If that title sounds like a lot, don’t worry—this is a two-part list (nine and nine), and if you’re pressed for time, either half should be an enjoyable respite from the apocalyptic rain of acid and flames that, if anything, should bring 2018 to a close. In the grand tradition of Mario Kart’s Nitro and Retro halves (well, since Mario Kart DS at least), I’ll be listing the best games I’ve played this year in two halves—first, games released in 2018; second, games released elsewhere (well, mainly in the past) that I first played this year. And maybe the sum of the two will be a bit long, but hey, there’s a really awful pun near the end of this one (can you spot it?), and you can go grab some popcorn at the intermission. Maybe use the bathroom. My point—any movie longer than two-and-a-half hours should be legally obligated to include an intermission. Especially considering the gargantuan size of a small soda at your local movie theater.
Oh, and as a last note, this list is full of impeccable soundtracks—so instead of screenshots, I’ll be including some songs to go along with each entry. Give them a listen!
9. Deltarune
Among the few games on this list that I’ve written about separately, Deltarune may at some point be a masterpiece. Right now, it’s compelling but unfinished—and my ranking of it here, at the edge of my conscience as 2018 draws to a close, is a fitting representation of that potential. That is to say, Deltarune is an excellent game—one that, even in its brief, incomplete state, uncovers a new and interesting reading from beneath Undertale’s well-traveled ground. Its story of loneliness and loss and its eerie callbacks to its predecessor’s characters lends it a gloriously Majora’s Mask-y vibe. And as with Majora’s Mask, it’s at its best when it twists those familiarities into something novel, strange, and far riskier than why came before.
https://www.youtube.com/watch?v=tnLQnX7BPeU
8. Super Smash Bros. Ultimate
I am not a Melee truther. I’m not even a huge Smash Bros. fan. I only bought Smash Ultimate as the eventual party game I assumed it would be—by no means did I expect to spend the last two weeks doggedly chipping away at its surprisingly deep campaign, and nor did I expect to be actually moved by some pieces of its world (the Legend of Zelda dungeon in particular was impeccable). World of Light is a far more creative, engaging, and substantial project than I expected from its original pitch, and its internal worlds and battles are Nintendo at its best—not mere nostalgia-bait (though they do that well), but creative tributes to the Big N’s extensive canon and style.
7. God of War
God of War may not have stuck with me in the way the games higher up this list have, but considering my piece on it earlier this year, I can’t omit it from this list. It produced “feel” so incredibly well—epitomized by the sound of the Leviathan Axe whipping back into Kratos’s hand like the mythical hammer it’s based on—that even its huge, scripted setpieces felt novel and climactic. Moreover, its Metroidvania-lite structure was a welcome surprise for me, as a player who loves that type of slowly expanding, unfolding game world, and has grown a bit tired of vast open vistas with only waypoint clusters to guide the way. It has its flaws—most of them ones it carried over from The Last of Us: its own gruff, emotionally-distant father figure—but those are matched by moments of incredible scale and power.

***

## Directives:
**a.** Answer these questions from the game list, one per line:
(i) What does the writer include for each game in place of screenshots?
(ii) Which dungeon in Super Smash Bros. Ultimate does the writer call impeccable?
(iii) What sound best captures the "feel" of God of War?
**b.** Rewrite the entries as a numbered list with no blank lines. Include everything from the line containing "[indicate] the shoulder" down to the last line of the entries.
The game list and the entries have nothing to do with each other.

***

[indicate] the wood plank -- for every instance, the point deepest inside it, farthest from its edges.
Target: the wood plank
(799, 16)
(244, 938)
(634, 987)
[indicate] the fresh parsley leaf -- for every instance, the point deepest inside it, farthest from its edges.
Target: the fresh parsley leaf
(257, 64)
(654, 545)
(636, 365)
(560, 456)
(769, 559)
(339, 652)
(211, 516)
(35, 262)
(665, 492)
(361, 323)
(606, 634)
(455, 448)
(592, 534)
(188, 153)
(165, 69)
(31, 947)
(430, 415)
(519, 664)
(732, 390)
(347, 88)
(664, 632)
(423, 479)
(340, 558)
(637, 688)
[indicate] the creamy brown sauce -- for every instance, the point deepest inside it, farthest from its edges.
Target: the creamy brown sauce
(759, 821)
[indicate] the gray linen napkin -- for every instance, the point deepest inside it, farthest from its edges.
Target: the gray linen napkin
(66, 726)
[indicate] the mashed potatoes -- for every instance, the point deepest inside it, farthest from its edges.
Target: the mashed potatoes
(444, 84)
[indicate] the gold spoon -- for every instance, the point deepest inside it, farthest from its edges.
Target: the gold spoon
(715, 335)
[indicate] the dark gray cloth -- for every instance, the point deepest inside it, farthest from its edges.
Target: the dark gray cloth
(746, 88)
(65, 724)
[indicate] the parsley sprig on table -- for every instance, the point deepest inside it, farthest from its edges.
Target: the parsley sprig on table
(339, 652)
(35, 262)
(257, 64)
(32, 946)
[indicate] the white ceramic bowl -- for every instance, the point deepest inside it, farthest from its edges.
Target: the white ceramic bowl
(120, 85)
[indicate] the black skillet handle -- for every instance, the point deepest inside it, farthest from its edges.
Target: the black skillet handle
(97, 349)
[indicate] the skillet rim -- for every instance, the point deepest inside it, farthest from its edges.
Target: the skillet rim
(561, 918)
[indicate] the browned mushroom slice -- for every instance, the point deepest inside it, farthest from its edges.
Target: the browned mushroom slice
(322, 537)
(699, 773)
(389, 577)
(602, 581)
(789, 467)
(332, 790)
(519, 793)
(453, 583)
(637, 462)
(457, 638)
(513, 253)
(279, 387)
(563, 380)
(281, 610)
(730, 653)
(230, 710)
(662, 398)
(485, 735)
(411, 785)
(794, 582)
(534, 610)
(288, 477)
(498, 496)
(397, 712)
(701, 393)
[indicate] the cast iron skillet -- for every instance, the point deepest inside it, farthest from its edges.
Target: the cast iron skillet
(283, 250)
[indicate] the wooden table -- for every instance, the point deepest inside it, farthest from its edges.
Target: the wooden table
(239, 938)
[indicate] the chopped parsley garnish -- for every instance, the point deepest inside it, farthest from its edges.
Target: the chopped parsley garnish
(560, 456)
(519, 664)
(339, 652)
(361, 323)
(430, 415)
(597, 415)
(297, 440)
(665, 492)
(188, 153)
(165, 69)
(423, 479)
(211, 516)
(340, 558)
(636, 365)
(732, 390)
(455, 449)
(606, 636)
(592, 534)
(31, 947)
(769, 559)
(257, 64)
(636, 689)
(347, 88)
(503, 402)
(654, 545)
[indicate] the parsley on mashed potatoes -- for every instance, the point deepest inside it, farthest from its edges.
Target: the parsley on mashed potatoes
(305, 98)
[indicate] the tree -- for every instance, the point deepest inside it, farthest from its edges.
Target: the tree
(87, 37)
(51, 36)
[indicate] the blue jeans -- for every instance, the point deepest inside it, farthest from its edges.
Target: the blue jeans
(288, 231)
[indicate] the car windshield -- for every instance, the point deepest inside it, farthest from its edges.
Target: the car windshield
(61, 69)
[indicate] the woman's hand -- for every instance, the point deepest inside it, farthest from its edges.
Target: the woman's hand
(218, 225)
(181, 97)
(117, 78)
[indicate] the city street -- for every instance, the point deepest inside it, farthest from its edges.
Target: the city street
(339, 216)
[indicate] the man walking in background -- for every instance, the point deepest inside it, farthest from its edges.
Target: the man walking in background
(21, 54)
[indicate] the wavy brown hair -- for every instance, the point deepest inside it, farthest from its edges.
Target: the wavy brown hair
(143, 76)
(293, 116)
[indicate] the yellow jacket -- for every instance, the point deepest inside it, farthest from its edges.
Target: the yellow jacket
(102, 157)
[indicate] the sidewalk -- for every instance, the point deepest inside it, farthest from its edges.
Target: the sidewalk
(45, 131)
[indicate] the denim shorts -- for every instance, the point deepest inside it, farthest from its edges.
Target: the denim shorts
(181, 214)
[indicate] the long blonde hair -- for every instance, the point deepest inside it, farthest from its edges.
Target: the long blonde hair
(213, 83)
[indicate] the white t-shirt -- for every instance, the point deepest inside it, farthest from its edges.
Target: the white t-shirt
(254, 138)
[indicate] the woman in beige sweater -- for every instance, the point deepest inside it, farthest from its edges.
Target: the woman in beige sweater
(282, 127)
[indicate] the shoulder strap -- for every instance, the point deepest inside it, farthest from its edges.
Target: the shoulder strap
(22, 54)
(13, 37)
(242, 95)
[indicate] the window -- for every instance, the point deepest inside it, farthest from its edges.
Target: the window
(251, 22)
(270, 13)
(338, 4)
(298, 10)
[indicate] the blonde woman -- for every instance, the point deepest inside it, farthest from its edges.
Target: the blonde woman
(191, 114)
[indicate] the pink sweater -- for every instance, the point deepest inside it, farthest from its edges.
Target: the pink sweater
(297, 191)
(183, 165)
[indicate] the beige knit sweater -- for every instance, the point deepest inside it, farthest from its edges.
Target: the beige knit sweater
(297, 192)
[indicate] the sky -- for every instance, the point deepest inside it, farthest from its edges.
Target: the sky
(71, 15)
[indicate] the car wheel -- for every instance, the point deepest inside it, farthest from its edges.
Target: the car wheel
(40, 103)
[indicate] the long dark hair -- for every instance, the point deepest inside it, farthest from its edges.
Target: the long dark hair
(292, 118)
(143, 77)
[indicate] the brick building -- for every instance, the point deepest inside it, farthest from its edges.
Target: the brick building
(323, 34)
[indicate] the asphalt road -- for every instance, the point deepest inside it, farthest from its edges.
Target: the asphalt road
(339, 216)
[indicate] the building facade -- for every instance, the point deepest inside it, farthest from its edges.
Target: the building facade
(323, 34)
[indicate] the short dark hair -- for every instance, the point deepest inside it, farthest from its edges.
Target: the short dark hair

***

## Answers provided:
**a.**
(i) Songs.
(ii) The Legend of Zelda dungeon.
(iii) The Leviathan Axe whipping back into Kratos's hand.

**b.**
1. [indicate] the shoulder strap -- for every instance, the point deepest inside it, farthest from its edges.
2. Target: the shoulder strap
3. (22, 54)
4. (13, 37)
5. (242, 95)
6. [indicate] the window -- for every instance, the point deepest inside it, farthest from its edges.
7. Target: the window
8. (251, 22)
9. (270, 13)
10. (338, 4)
11. (298, 10)
12. [indicate] the blonde woman -- for every instance, the point deepest inside it, farthest from its edges.
13. Target: the blonde woman
14. (191, 114)
15. [indicate] the pink sweater -- for every instance, the point deepest inside it, farthest from its edges.
16. Target: the pink sweater
17. (297, 191)
18. (183, 165)
19. [indicate] the beige knit sweater -- for every instance, the point deepest inside it, farthest from its edges.
20. Target: the beige knit sweater
21. (297, 192)
22. [indicate] the sky -- for every instance, the point deepest inside it, farthest from its edges.
23. Target: the sky
24. (71, 15)
25. [indicate] the car wheel -- for every instance, the point deepest inside it, farthest from its edges.
26. Target: the car wheel
27. (40, 103)
28. [indicate] the long dark hair -- for every instance, the point deepest inside it, farthest from its edges.
29. Target: the long dark hair
30. (292, 118)
31. (143, 77)
32. [indicate] the brick building -- for every instance, the point deepest inside it, farthest from its edges.
33. Target: the brick building
34. (323, 34)
35. [indicate] the asphalt road -- for every instance, the point deepest inside it, farthest from its edges.
36. Target: the asphalt road
37. (339, 216)
38. [indicate] the building facade -- for every instance, the point deepest inside it, farthest from its edges.
39. Target: the building facade
40. (323, 34)
41. [indicate] the short dark hair -- for every instance, the point deepest inside it, farthest from its edges.
42. Target: the short dark hair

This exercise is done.